The second time I got rid of everything was in the spring of 2015.  I really had no idea what I was doing, but I wanted to leave Florida, travel a little, spread my wings.  I had just bought my Camaro a couple months earlier and my plan was to pack two suitcases and my dog… and leave. If you’ve ever seen the trunk and backseat of a Camaro, you’ll understand why I was only taking two suitcases. I gave my bikes to my mom to store in her garage (my bicycles are the only items that have survived these three periods of shedding), and gave all my belongings away to friends (including about 90% of my wardrobe and almost all of my shoes).  And you know? It felt good! I didn’t know where I was going to go and not having stuff to anchor me to any one place was a cool feeling.  I didn’t have any emotional ties to my furniture or clothes… it was all replaceable.

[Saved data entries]
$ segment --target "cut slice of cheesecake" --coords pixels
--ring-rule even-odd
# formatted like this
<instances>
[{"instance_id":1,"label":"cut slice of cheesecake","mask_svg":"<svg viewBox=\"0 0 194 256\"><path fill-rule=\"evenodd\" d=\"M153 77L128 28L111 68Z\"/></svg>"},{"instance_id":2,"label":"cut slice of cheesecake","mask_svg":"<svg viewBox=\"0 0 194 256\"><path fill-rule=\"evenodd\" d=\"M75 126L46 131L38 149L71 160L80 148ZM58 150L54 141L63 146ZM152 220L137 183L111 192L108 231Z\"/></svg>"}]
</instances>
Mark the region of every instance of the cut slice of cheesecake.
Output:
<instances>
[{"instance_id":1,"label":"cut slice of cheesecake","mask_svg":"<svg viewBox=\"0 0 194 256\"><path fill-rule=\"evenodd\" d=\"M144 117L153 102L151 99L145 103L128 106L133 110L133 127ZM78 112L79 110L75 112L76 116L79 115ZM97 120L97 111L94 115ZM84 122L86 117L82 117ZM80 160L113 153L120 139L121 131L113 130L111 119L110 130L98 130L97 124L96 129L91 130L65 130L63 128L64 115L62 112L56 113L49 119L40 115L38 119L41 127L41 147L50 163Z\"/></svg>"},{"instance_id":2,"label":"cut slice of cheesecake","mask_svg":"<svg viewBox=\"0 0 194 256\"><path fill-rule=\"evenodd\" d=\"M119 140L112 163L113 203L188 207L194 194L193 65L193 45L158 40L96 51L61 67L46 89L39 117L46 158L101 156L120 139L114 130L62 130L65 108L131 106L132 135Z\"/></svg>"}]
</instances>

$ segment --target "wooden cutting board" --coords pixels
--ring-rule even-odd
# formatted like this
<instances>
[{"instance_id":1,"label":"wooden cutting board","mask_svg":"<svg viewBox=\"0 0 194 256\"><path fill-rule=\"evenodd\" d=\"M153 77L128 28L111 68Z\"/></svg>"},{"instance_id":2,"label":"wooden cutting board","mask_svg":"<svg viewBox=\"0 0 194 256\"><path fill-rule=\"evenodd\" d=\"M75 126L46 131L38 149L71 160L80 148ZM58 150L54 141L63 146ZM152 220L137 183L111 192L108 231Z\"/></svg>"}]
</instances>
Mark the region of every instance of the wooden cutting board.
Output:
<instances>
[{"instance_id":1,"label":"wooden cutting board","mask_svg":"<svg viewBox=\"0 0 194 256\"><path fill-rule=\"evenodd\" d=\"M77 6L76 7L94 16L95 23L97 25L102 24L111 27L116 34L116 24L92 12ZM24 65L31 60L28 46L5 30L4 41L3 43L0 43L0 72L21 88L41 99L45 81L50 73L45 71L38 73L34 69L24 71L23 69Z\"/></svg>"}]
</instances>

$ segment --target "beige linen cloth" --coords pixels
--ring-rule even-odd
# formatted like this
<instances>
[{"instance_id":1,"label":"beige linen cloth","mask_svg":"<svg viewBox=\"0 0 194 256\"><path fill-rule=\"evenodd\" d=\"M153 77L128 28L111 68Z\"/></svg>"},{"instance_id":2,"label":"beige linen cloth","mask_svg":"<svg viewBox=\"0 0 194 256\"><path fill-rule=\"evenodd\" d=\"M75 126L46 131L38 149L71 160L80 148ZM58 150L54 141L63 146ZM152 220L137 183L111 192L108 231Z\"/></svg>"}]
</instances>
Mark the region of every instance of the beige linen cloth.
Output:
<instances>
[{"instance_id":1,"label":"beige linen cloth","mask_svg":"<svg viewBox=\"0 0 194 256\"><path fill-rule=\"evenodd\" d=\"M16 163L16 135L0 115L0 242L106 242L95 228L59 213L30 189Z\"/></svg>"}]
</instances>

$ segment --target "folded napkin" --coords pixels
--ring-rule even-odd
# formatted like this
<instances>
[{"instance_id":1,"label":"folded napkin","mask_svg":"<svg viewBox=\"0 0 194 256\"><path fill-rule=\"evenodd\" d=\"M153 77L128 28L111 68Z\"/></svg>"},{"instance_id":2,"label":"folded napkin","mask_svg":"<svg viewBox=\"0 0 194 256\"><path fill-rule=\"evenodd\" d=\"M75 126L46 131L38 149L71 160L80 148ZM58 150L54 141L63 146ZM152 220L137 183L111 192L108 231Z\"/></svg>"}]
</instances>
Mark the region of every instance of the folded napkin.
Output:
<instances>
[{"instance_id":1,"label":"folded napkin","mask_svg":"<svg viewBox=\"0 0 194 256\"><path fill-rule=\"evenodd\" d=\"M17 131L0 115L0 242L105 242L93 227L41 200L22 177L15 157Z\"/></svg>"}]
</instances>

> **TRY IT**: Reproduce the passage above about giving away belongings word for word, from "The second time" to "was all replaceable.".

> **RESULT OF THIS TASK**:
The second time I got rid of everything was in the spring of 2015.  I really had no idea what I was doing, but I wanted to leave Florida, travel a little, spread my wings.  I had just bought my Camaro a couple months earlier and my plan was to pack two suitcases and my dog… and leave. If you’ve ever seen the trunk and backseat of a Camaro, you’ll understand why I was only taking two suitcases. I gave my bikes to my mom to store in her garage (my bicycles are the only items that have survived these three periods of shedding), and gave all my belongings away to friends (including about 90% of my wardrobe and almost all of my shoes).  And you know? It felt good! I didn’t know where I was going to go and not having stuff to anchor me to any one place was a cool feeling.  I didn’t have any emotional ties to my furniture or clothes… it was all replaceable.